[TEXT EXCERPT start]

2)Jointly designed dust monitoring showed that a year's background monitoring for particulates demonstrates compliance with NEPM. Modelling of emissions from the proposed development indicated that particulates could be managed to meet the NEPM, but a small number of exceedances of the NEPM for daily average PM10 levels are likely to occur at the nearest residences. While acknowledging the predicted modelled exceedences and error factors in the modelling, the Tribunal accepted the experts' evidence that 'any threat of serious or irreversible environmental damage' from Ransberg's proposals could be avoided by proper management of the operation.
3)It was established that on days with high background levels of particulates, any significant dust emissions from the site could cause exceedances of the NEPM standard for PM10 particulates at the closest sensitive premises.
4)The Tribunal concluded that because of: the reduced uncertainty resulting from sitespecific studies conducted over a year; the predictive modelling; and the capacity for onsite air quality management, a refusal based on any alleged lack of certainty was not warranted.
5)The Tribunal accepted Ransberg's concession to the effect that it would carry the operational risk of operations being shut down or suspended when continuous monitoring revealed dust particulate concentrations triggering such action. This is a proper and reasonable concession.

[TEXT EXCERPT end]
[RAW DATA start]

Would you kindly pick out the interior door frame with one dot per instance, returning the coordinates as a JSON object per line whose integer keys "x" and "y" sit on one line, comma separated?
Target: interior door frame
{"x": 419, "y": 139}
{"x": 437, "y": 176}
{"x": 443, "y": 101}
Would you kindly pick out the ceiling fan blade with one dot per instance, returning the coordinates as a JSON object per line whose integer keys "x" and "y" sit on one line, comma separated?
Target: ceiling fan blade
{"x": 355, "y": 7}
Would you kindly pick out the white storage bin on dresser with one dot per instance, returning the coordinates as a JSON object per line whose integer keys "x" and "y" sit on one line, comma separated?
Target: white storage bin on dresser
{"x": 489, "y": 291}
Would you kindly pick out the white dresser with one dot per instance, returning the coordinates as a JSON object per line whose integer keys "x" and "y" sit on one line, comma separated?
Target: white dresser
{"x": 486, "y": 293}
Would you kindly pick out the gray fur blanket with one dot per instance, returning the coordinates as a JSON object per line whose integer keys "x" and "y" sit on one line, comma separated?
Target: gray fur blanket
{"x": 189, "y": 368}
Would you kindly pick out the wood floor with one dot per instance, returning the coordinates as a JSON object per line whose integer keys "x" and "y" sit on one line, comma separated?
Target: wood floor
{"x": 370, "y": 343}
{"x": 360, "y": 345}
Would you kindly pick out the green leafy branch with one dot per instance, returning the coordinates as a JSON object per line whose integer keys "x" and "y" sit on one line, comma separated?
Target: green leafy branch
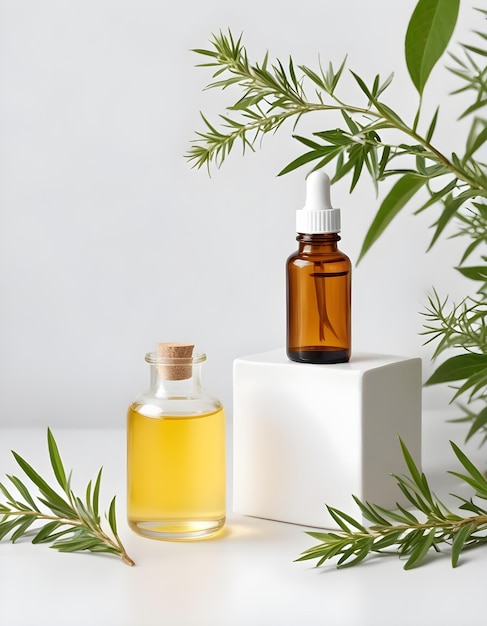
{"x": 70, "y": 524}
{"x": 401, "y": 532}
{"x": 271, "y": 94}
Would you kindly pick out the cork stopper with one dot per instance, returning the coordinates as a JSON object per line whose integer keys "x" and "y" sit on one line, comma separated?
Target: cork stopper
{"x": 182, "y": 367}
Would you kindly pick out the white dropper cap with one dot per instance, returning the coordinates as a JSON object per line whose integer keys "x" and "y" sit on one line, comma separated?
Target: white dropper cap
{"x": 317, "y": 216}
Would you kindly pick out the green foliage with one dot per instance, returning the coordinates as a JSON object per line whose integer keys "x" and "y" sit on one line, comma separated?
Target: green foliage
{"x": 412, "y": 536}
{"x": 430, "y": 29}
{"x": 376, "y": 140}
{"x": 69, "y": 524}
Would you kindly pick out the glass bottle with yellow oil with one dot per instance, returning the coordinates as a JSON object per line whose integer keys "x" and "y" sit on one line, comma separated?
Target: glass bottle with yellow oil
{"x": 176, "y": 483}
{"x": 318, "y": 282}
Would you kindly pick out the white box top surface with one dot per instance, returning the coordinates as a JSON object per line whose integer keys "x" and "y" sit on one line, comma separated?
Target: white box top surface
{"x": 360, "y": 362}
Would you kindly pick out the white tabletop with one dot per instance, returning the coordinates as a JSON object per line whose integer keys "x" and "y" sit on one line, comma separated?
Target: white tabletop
{"x": 246, "y": 577}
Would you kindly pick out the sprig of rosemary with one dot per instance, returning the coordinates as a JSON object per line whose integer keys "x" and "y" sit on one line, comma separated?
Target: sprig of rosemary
{"x": 70, "y": 524}
{"x": 401, "y": 532}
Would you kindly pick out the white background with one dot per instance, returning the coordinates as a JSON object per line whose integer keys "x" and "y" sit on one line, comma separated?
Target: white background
{"x": 110, "y": 242}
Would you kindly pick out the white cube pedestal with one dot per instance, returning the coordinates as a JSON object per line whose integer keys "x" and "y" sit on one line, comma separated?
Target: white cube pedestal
{"x": 306, "y": 435}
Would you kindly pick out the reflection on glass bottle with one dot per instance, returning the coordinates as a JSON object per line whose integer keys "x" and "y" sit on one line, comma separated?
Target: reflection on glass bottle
{"x": 318, "y": 282}
{"x": 175, "y": 451}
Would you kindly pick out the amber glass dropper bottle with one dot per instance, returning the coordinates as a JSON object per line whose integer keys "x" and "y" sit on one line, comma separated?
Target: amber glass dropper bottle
{"x": 318, "y": 282}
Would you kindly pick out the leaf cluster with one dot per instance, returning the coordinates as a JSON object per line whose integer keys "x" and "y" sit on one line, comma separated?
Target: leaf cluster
{"x": 373, "y": 138}
{"x": 402, "y": 532}
{"x": 68, "y": 522}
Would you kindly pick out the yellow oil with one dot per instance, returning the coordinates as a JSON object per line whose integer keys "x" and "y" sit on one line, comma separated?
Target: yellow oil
{"x": 176, "y": 474}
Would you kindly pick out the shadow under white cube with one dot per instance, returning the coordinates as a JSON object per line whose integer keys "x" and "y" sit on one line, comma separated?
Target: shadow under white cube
{"x": 308, "y": 435}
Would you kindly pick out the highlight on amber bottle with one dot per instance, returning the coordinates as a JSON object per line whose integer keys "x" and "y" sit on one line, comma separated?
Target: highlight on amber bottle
{"x": 176, "y": 474}
{"x": 318, "y": 282}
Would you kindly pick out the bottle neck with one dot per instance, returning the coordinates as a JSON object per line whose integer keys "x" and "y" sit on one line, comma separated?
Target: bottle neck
{"x": 164, "y": 387}
{"x": 323, "y": 241}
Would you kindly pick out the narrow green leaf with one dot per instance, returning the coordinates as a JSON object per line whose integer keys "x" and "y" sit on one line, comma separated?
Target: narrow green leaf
{"x": 96, "y": 494}
{"x": 429, "y": 31}
{"x": 476, "y": 474}
{"x": 420, "y": 550}
{"x": 8, "y": 526}
{"x": 23, "y": 491}
{"x": 46, "y": 531}
{"x": 400, "y": 194}
{"x": 56, "y": 462}
{"x": 45, "y": 489}
{"x": 478, "y": 272}
{"x": 479, "y": 423}
{"x": 26, "y": 522}
{"x": 459, "y": 541}
{"x": 112, "y": 519}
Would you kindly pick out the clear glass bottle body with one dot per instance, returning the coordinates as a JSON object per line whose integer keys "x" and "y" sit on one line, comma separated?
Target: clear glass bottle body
{"x": 318, "y": 301}
{"x": 176, "y": 487}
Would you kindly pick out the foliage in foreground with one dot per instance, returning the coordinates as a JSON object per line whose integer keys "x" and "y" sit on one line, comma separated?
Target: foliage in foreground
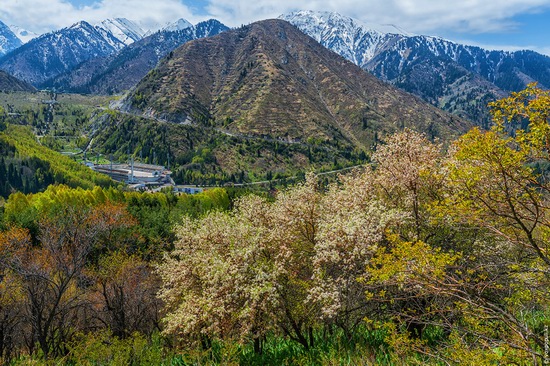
{"x": 455, "y": 240}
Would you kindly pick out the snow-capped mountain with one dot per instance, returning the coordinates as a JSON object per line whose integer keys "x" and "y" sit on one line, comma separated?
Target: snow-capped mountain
{"x": 348, "y": 37}
{"x": 124, "y": 69}
{"x": 180, "y": 24}
{"x": 123, "y": 29}
{"x": 23, "y": 34}
{"x": 458, "y": 78}
{"x": 8, "y": 40}
{"x": 54, "y": 53}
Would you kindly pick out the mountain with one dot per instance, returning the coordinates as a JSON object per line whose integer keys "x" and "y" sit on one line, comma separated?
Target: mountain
{"x": 180, "y": 24}
{"x": 23, "y": 34}
{"x": 123, "y": 29}
{"x": 8, "y": 40}
{"x": 8, "y": 84}
{"x": 458, "y": 78}
{"x": 123, "y": 70}
{"x": 54, "y": 53}
{"x": 270, "y": 80}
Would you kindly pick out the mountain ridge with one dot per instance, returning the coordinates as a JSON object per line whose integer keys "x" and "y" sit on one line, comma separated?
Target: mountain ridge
{"x": 268, "y": 78}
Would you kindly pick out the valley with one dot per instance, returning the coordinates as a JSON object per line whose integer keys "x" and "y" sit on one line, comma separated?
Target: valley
{"x": 304, "y": 190}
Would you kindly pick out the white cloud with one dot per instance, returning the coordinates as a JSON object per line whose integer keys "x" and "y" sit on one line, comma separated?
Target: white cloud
{"x": 503, "y": 47}
{"x": 419, "y": 16}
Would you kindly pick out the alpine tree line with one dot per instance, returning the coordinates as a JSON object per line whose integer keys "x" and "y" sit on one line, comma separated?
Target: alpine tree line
{"x": 432, "y": 255}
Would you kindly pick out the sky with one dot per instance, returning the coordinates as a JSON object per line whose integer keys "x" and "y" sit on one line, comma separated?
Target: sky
{"x": 493, "y": 24}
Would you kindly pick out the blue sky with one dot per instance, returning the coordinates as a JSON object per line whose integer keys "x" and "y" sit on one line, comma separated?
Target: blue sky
{"x": 495, "y": 24}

[RAW DATA end]

> **THE TASKS**:
A) In the Tribunal excerpt, what risk did Ransberg concede it would carry?
B) Reproduce word for word the passage of the Tribunal excerpt between "4)The Tribunal concluded" and "was not warranted.", inclusive.

> **WRITTEN RESPONSES**:
A) The operational risk of operations being shut down or suspended when continuous monitoring revealed dust particulate concentrations triggering such action.

B)
4)The Tribunal concluded that because of: the reduced uncertainty resulting from sitespecific studies conducted over a year; the predictive modelling; and the capacity for onsite air quality management, a refusal based on any alleged lack of certainty was not warranted.